• The request: Turn the data below into a numbered list with one item per line, skipping any blank lines. Leave the pictures out of your answer.

Location identification entries
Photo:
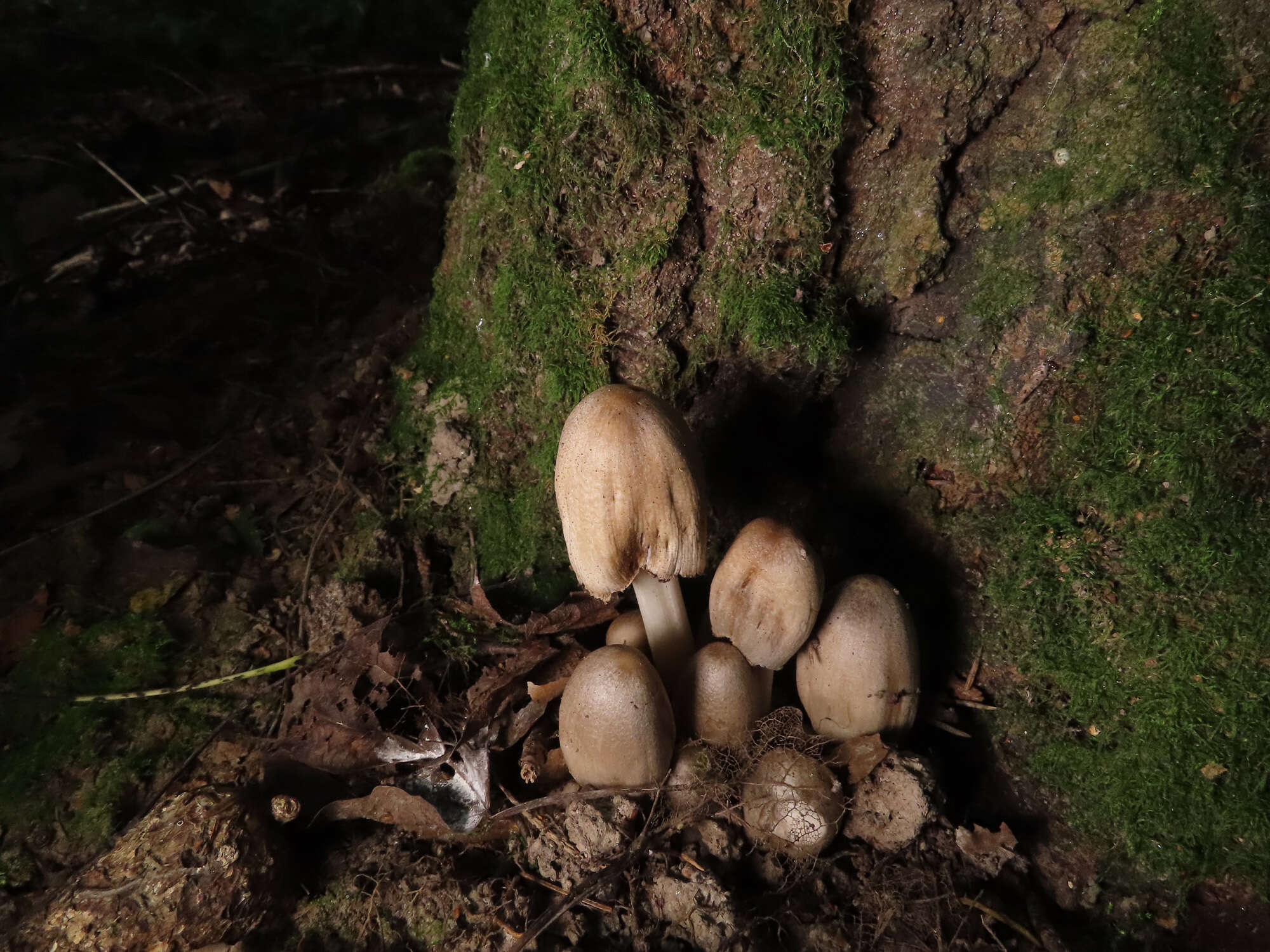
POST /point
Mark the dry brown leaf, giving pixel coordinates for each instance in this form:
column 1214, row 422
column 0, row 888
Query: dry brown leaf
column 482, row 606
column 549, row 692
column 497, row 686
column 987, row 850
column 18, row 626
column 1212, row 771
column 580, row 611
column 396, row 807
column 327, row 727
column 860, row 756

• Response for this exercise:
1. Photo:
2. POST /point
3. Mark the dry brown leaf, giving pixel coordinates for each instance in this form:
4. column 1214, row 422
5. column 0, row 888
6. Query: dry brown leaf
7. column 482, row 606
8. column 549, row 692
9. column 497, row 686
10. column 987, row 850
11. column 18, row 626
12. column 1212, row 771
13. column 580, row 611
14. column 396, row 807
15. column 327, row 727
16. column 860, row 756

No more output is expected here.